> **SET PROBLEM**
Reproduce every one of the records below word for word, leaving out the pictures.

**** EXTRACTED ENTRIES ****

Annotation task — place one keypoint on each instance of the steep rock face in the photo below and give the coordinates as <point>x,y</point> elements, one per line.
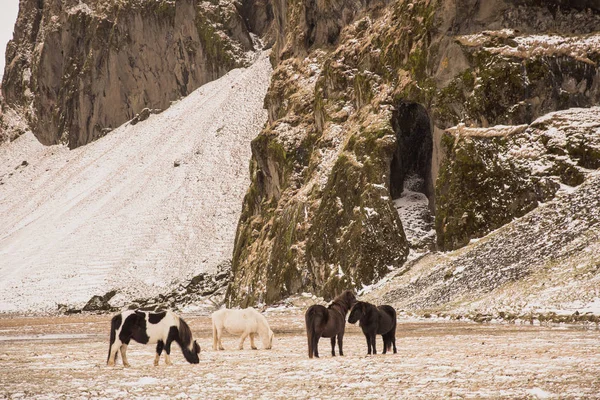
<point>319,214</point>
<point>78,70</point>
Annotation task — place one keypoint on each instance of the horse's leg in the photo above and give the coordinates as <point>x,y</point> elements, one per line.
<point>124,354</point>
<point>242,340</point>
<point>215,336</point>
<point>159,346</point>
<point>333,345</point>
<point>112,355</point>
<point>373,345</point>
<point>315,344</point>
<point>168,353</point>
<point>219,337</point>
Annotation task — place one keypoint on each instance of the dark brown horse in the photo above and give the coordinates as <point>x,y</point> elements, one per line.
<point>375,321</point>
<point>328,322</point>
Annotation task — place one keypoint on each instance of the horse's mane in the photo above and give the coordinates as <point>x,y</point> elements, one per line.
<point>185,333</point>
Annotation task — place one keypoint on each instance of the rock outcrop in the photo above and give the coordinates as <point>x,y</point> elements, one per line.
<point>78,69</point>
<point>362,97</point>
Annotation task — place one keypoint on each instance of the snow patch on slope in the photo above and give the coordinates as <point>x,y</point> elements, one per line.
<point>139,210</point>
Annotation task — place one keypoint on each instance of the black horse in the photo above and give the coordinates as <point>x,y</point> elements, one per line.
<point>375,321</point>
<point>328,322</point>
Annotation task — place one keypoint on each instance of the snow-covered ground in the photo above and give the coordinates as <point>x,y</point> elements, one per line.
<point>435,360</point>
<point>414,212</point>
<point>144,207</point>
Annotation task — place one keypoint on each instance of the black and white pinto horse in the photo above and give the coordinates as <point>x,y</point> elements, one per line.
<point>162,328</point>
<point>374,321</point>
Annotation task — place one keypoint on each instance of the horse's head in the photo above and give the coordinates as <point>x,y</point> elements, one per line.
<point>358,310</point>
<point>349,298</point>
<point>268,341</point>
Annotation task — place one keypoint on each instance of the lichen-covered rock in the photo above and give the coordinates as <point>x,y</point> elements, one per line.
<point>319,214</point>
<point>492,175</point>
<point>546,260</point>
<point>79,69</point>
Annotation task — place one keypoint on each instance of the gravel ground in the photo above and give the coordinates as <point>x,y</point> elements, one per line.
<point>64,357</point>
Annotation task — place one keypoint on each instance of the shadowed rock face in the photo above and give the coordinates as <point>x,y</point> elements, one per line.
<point>79,70</point>
<point>319,214</point>
<point>413,154</point>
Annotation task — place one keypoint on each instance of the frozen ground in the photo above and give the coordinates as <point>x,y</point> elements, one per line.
<point>141,208</point>
<point>434,360</point>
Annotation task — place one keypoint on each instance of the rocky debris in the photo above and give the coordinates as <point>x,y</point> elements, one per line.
<point>545,261</point>
<point>320,214</point>
<point>487,179</point>
<point>100,303</point>
<point>205,292</point>
<point>143,115</point>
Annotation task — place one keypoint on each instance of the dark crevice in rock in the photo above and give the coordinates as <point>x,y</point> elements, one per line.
<point>413,153</point>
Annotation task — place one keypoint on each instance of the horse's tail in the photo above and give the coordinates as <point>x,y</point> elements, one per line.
<point>314,318</point>
<point>115,323</point>
<point>392,332</point>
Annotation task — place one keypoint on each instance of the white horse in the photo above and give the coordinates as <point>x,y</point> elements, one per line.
<point>246,322</point>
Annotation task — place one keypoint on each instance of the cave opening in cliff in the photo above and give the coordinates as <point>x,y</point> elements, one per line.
<point>411,184</point>
<point>411,164</point>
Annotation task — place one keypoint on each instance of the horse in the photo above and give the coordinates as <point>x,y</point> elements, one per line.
<point>162,328</point>
<point>246,322</point>
<point>375,321</point>
<point>328,322</point>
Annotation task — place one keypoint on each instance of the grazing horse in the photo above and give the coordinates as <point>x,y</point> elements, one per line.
<point>375,321</point>
<point>162,328</point>
<point>328,322</point>
<point>246,322</point>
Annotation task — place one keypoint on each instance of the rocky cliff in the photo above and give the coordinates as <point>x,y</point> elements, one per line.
<point>372,102</point>
<point>77,70</point>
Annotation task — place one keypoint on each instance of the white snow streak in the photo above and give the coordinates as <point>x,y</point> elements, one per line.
<point>118,213</point>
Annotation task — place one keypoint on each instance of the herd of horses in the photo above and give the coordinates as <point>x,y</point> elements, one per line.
<point>164,328</point>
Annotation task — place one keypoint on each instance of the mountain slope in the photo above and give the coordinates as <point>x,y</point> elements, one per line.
<point>139,209</point>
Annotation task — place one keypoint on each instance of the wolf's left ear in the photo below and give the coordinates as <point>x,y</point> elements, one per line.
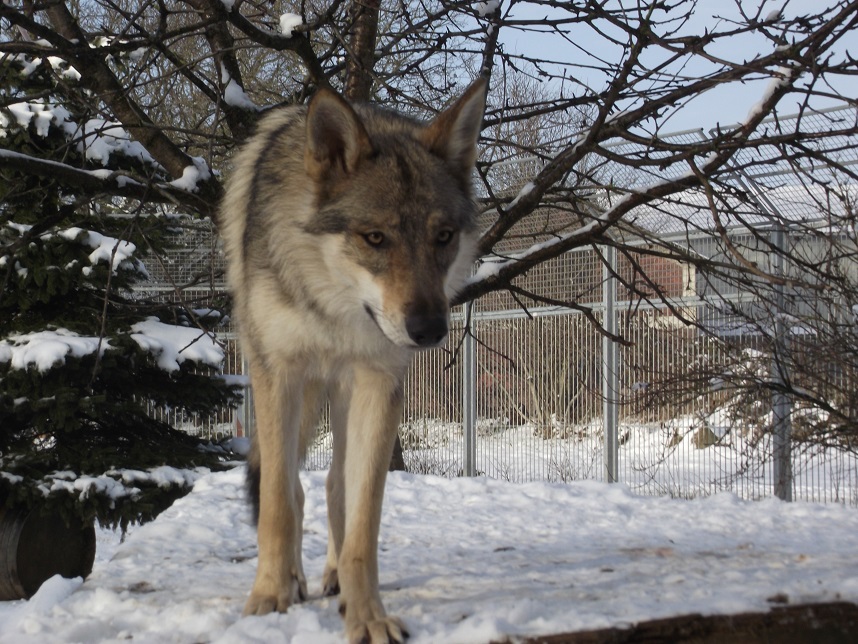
<point>453,134</point>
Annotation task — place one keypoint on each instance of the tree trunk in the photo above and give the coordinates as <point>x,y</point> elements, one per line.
<point>362,50</point>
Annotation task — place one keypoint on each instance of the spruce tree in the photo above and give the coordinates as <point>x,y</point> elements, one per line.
<point>85,352</point>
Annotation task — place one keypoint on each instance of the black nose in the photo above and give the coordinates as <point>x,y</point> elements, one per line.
<point>426,331</point>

****

> **THE SOLUTION**
Annotation task — place one keypoint on each instance of the steep rock face in the photo below and give the coordinates as <point>x,y</point> elements, one per line.
<point>319,214</point>
<point>78,70</point>
Annotation task — place one keypoint on each instance of the horse's leg in the photo above and give the coordinates as <point>x,y</point> elements, one per line.
<point>124,354</point>
<point>242,340</point>
<point>215,336</point>
<point>159,346</point>
<point>333,345</point>
<point>112,355</point>
<point>373,345</point>
<point>315,344</point>
<point>168,353</point>
<point>219,337</point>
Annotation task — place one keypoint on each instance of the dark brown horse in the photo above and give the coordinates as <point>x,y</point> elements, one per line.
<point>375,321</point>
<point>328,322</point>
Annotation task — place one keypoint on each instance of the horse's mane in the photo above and give the coordinates as <point>x,y</point> elements, one per line.
<point>185,333</point>
Annotation task — place one keypoint on each instance of the rock outcrop in the photo above and give the coordinates as <point>x,y</point> elements, one per line.
<point>78,69</point>
<point>362,97</point>
Annotation task — place one keypoint on each instance of the snow patch on slope in the photo above and give the coordinates as <point>x,y</point> elements, one per line.
<point>139,210</point>
Annotation task — place one keypoint on each instance of the black horse in the photo above and give the coordinates as <point>x,y</point> elements, one per line.
<point>375,321</point>
<point>328,322</point>
Annotation task — place one keypoint on each instance of the snow-covered ground in the photo above and give the coordinates as <point>x,y</point> elements, one per line.
<point>435,360</point>
<point>414,212</point>
<point>144,207</point>
Annotation task — place one keypoint on each instance of the black and white pinto horse in the photo above and give the coordinates as <point>x,y</point> elements, one per line.
<point>162,328</point>
<point>374,321</point>
Annotation task — place one keypoint on each instance of the horse's head in the photo above and give the coordinates as <point>x,y</point> elements, one per line.
<point>358,310</point>
<point>349,298</point>
<point>268,341</point>
Annotation task — place one keypoint on each instance of the lichen-covered rock in the photo above and give the coordinates as <point>x,y</point> elements, one per line.
<point>319,214</point>
<point>492,175</point>
<point>546,260</point>
<point>79,69</point>
Annotation task — place one keypoint on each instance of the gravel ground in the photo above and give the coordinates as <point>x,y</point> elements, one per line.
<point>64,357</point>
Annotation task — place one keypoint on each instance of the shadowed rock face in the photo above and give the coordinates as <point>x,y</point> elements, one per line.
<point>79,70</point>
<point>319,214</point>
<point>413,154</point>
Annotation task — place one keypoint on each instance of the frozen ground in the photo above and give the coordinates as <point>x,y</point> elements, one per line.
<point>141,208</point>
<point>434,360</point>
Annotation task — place one keypoint on each instance of the rocky debris in the photo above and give the coordinates as <point>x,y</point> elements, one per line.
<point>545,261</point>
<point>320,214</point>
<point>487,179</point>
<point>100,303</point>
<point>205,292</point>
<point>143,115</point>
Annotation task — place one keypoint on each instance of the dark crevice in rock in the photo above and give the coordinates as <point>x,y</point> elements, one per line.
<point>413,153</point>
Annotation task — place one keypoint on each instance of the horse's tail in the photo above and give the coordinates as <point>x,y</point> elements, one per line.
<point>314,318</point>
<point>115,323</point>
<point>392,332</point>
Annotation task — place one keypoint on each instance of the white horse in the photo above and give the coordinates as <point>x,y</point> elements, one per line.
<point>246,322</point>
Annotation task — place one keypoint on each instance of the cave opening in cliff in the photo above and give the coordinates as <point>x,y</point> elements, one per line.
<point>411,184</point>
<point>411,164</point>
Annotation task — place one keypoint on each instance of the horse in the photo above and give the coordinates as <point>x,y</point> elements, one per line.
<point>162,328</point>
<point>246,322</point>
<point>375,321</point>
<point>328,322</point>
Annotation task — place one keypoint on each instance of the grazing horse in the photo above and give the coordinates as <point>x,y</point> elements, one per line.
<point>375,321</point>
<point>162,328</point>
<point>328,322</point>
<point>246,322</point>
Annotation task — place one keypoint on each instance of the rocky cliff in the photo above and give the coordinates as <point>x,y</point> elements, one per line.
<point>372,102</point>
<point>77,70</point>
Annotation task — place one keypoint on each instance of the white snow streak in the photo above and give the coordinates as <point>x,y</point> elements, one per line.
<point>118,213</point>
Annotation task — place one keypoint on each instance of the herd of horses in the photo above and give the coordinates as <point>x,y</point> elements, one per line.
<point>164,328</point>
Annotation task — place one keypoint on each instance of the mountain slope in the photo above and give the coordinates as <point>x,y</point> elements, one per line.
<point>139,209</point>
Annotation task — place one keypoint on each instance of the wolf's left ear in the photo below and give the coordinates as <point>x,y</point> elements, one per line.
<point>453,134</point>
Annotation task — place one keypoint on each instance of the tree trunk in the photo above and give the coordinates as <point>x,y</point> elements, one per line.
<point>362,50</point>
Annotation task — place one keypoint on each instance of the spruce tree in the photo above and give the coordinates as <point>x,y</point> elements, one per line.
<point>85,352</point>
Annotation task — place one keypoint on each instance of the black nose in the photo above and give the coordinates as <point>x,y</point> elements, one per line.
<point>426,331</point>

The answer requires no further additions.